▶ _YOUR TASKS_:
1: In the text on antipsychotic drugs prescribed to children, how much did Texas Medicaid spend last year on antipsychotic drugs for teenagers and children?
2: Rewrite as a short bulleted list the paragraph of the text on antipsychotic drugs prescribed to children that begins "The same year, and through the same program," keeping its main facts.
3: Resume the text on antipsychotic drugs prescribed to children, picking up after its last sentence.

[EXERCISE TEXT]

Kyle's mother had been at her wit's end over his tantrums, but when her son grew sedated, overweight, and started drooling, her fears turned instead to the drugs' effects on his altered personality. "All I had was a medicated little boy," she is quoted as saying. "I didn't have my son. It's like, you'd look into his eyes and you would just see just blankness."

Before focusing on each example, let's look for a moment at the broader picture both represent.

"More than 500,000 children and adolescents in America are now taking antipsychotic drugs," Wilson reports, "according to a September 2009 report by the Food and Drug Administration. Their use is growing not only among older teenagers, when schizophrenia is believed to emerge, but also among tens of thousands of preschoolers."

He continues, "A Columbia University study recently found a doubling of the rate of prescribing antipsychotic drugs for privately insured 2- to 5-year-olds from 2000 to 2007. Only 40 percent of them had received a proper mental health assessment, violating practice standards from the American Academy of Child and Adolescent Psychiatry."

"There are too many children getting on too many of these drugs too soon," according to Dr. Mark Olfson, professor of clinical psychiatry and lead researcher in the government-financed study. Adds Dr. Ben Vitiello, chief of child and adolescent treatment and preventive research at the National Institute of Mental Health, "This is a recent phenomenon, in large part driven by the misperception that these agents [antipsychotics] are safe and well tolerated."

"Texas Medicaid data obtained by the New York Times," notes Wilson, "showed a record $96 million was spent last year on antipsychotic drugs for teenagers and children--including three unidentified infants who were given the drugs before their first birthdays." That data should be viewed alongside a 2009 report by Florida's St. Petersburg Times, which found that in 2007 23 infants in the state, less than one year old, had been prescribed antipsychotics through Medicaid.

The same year, and through the same program, no less than 39 one-year-olds in Florida were prescribed the same medication, with the numbers rising each year the children aged, all the way to 1,801 five-year-olds. In 2008, after the state began requiring approval for such prescriptions for children under the age of six, the numbers dropped significantly, but still remained disturbingly high: 5 one-year-olds were prescribed the drugs; and 26 two-year-olds; all the way to 437 five-year-olds. Indeed, according to Wilson's article, "a Rutgers University study last year found that children from low-income families, like Kyle, were four times as likely as the privately insured to receive antipsychotic medicines."

Then there's the matter of Pharma throwing huge amounts of money at a largely untapped market. As Wilson notes, "Even the most reluctant prescribers encounter a marketing juggernaut that has made antipsychotics the nation's top-selling class of drugs by revenue, $14.6 billion last year, with prominent promotions aimed at treating children. In the waiting room of Kyle's original child psychiatrist, children played with Legos stamped with the word Risperdal, made by Johnson & Johnson. It has since lost its patent on the drug and stopped handing out the toys." (A photo of the toys in question appears below.)

[/EXERCISE TEXT]
[SUPPLIED RECORDS]

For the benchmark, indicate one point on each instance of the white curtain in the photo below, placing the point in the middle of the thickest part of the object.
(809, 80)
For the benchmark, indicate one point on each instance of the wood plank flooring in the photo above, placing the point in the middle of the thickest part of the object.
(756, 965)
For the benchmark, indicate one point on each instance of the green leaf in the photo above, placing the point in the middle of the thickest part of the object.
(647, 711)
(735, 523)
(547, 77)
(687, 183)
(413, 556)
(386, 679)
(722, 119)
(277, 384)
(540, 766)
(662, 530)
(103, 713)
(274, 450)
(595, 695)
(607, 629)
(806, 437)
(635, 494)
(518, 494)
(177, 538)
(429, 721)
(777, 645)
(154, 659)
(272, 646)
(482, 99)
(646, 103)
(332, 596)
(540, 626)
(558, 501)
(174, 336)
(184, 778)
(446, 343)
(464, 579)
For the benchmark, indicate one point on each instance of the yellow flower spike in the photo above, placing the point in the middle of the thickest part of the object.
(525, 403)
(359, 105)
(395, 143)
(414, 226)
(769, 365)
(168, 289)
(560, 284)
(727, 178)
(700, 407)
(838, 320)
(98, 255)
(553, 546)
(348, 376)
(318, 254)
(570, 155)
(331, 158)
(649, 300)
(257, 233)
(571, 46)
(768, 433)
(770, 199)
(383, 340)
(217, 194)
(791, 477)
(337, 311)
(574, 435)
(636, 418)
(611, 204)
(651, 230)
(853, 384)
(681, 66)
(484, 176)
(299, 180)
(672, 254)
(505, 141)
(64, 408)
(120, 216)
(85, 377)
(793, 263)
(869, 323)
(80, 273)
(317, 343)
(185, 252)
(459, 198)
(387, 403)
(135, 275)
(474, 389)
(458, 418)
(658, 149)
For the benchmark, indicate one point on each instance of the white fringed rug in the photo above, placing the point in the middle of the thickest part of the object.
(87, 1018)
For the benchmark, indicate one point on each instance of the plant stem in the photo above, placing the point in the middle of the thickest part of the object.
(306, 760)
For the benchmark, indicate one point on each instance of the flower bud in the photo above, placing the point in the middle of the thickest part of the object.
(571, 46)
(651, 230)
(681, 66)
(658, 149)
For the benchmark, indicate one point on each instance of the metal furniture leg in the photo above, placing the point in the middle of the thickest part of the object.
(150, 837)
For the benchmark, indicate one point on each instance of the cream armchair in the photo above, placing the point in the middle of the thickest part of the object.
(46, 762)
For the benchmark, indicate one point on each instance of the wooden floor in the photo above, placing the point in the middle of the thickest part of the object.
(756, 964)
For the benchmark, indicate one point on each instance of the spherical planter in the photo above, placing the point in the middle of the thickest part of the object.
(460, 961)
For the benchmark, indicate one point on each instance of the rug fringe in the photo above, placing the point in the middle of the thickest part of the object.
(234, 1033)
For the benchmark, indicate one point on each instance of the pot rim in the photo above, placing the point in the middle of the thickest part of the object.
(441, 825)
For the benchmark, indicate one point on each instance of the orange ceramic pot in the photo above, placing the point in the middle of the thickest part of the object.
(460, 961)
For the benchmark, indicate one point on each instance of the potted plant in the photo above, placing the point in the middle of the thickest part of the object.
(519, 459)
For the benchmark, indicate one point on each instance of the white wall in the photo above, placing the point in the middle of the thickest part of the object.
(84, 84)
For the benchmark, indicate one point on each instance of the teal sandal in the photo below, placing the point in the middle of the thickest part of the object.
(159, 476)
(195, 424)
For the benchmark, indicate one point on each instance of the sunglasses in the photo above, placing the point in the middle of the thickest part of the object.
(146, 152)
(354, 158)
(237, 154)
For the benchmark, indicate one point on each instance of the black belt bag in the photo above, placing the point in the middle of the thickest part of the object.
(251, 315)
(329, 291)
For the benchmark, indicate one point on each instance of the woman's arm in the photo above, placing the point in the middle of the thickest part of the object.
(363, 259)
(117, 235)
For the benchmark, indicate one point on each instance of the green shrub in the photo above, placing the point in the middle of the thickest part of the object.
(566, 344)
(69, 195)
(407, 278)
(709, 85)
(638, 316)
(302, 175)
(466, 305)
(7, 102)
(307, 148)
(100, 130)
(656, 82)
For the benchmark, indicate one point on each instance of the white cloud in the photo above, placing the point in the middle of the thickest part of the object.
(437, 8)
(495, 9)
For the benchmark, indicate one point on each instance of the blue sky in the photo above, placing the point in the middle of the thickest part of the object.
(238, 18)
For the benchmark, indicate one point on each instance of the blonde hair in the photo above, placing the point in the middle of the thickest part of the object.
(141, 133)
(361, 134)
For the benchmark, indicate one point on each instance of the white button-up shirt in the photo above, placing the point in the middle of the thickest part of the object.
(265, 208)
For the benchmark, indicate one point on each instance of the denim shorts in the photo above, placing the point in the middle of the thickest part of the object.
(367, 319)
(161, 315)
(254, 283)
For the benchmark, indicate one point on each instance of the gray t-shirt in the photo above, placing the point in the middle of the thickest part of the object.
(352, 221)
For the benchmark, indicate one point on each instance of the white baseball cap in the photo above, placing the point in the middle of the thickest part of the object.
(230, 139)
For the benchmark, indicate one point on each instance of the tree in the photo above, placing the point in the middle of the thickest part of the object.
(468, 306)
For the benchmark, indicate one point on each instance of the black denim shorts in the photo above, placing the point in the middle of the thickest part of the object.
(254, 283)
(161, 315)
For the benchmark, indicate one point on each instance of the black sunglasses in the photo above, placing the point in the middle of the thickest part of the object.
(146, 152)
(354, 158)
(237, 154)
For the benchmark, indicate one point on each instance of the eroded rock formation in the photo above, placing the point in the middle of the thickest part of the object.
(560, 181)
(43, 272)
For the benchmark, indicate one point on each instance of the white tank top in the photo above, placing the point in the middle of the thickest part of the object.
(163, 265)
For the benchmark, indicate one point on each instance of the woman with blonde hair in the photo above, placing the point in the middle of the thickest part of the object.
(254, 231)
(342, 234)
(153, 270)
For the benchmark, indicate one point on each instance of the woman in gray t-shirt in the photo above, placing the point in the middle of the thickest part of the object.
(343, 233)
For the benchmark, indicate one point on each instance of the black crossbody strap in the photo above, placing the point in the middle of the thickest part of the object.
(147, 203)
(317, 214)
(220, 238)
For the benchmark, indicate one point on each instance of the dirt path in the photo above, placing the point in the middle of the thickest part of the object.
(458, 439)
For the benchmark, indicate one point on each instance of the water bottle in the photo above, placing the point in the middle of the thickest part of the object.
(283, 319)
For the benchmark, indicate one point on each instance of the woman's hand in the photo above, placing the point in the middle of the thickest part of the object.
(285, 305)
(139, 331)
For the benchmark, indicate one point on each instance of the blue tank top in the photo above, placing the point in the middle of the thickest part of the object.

[/SUPPLIED RECORDS]

▶ _YOUR WRITTEN ANSWERS_:
1: A record $96 million.

2:
- In 2007, through Florida's Medicaid program, 39 one-year-olds were prescribed antipsychotics, and the numbers rose at each age up to 1,801 five-year-olds.
- In 2008, after the state began requiring approval for such prescriptions for children under six, the numbers dropped significantly but stayed disturbingly high: 5 one-year-olds, 26 two-year-olds, and up to 437 five-year-olds.
- According to Wilson's article, a Rutgers University study last year found that children from low-income families, like Kyle, were four times as likely as the privately insured to receive antipsychotic medicines.

3:
"I will never, ever let my children be put on these drugs again," Kyle's mother is reported as saying as she chokes back tears. "I didn't realize what I was doing." Yet in the comments section for the article, facing intense criticism from readers, she insists that "early detection does work," despite clear evidence that both her son's behavioral problems and his medical side effects greatly improved when he was taken off the antipsychotic and antidepressant (he now takes Vyvanse for attention deficit). Indeed, as Wilson writes in the article: "Ms. Warren and Kyle's new doctors point to his remarkable progress--and a more common diagnosis for children of attention-deficit hyperactivity disorder--as proof that he should have never been prescribed such powerful drugs in the first place."

By contrast, in Pamela Paul's magazine article, "Can Preschoolers Be Depressed?," Kiran's mother says it was "a relief to have professionals confirm that, yes, he has had a depressive episode." It isn't hard to imagine that relief, especially when it gives troubling behavior a scientific name. But with professional disagreement diverging so radically among Kyle's physicians, was confidence in her son's diagnosis misplaced--indeed, unwarranted?

Despite the authority she gives to two studies in her article, neither of which is remotely conclusive about "early-onset depression," Paul's article is full of unanswered questions: "Is it really possible to diagnose such a grown-up affliction in such a young child? And is diagnosing clinical depression in a preschooler a good idea, or are children that young too immature, too changeable, too temperamental to be laden with such a momentous label?" For some, those questions almost answer themselves, especially as we're talking about an 18-month infant and antipsychotics thought too dangerous to give the elderly. "When the rate of development among children varies so widely and burgeoning personalities are still in flux," Paul continues, "how can we know at what point a child crosses the line from altogether unremarkable to somewhat different to clinically disordered?"

How indeed? We also learn from Paul's article that in the late '90s, "the study of early childhood entered a kind of vogue among academics and policy makers. That was the era of President Clinton's White House Conference on Early Childhood Development and Learning," she reminds us, "and there was a wave of interest in the importance of what was termed ‘0 to 3.' Researchers took a closer look at how sophisticated feelings like guilt and shame emerge before a child's third birthday."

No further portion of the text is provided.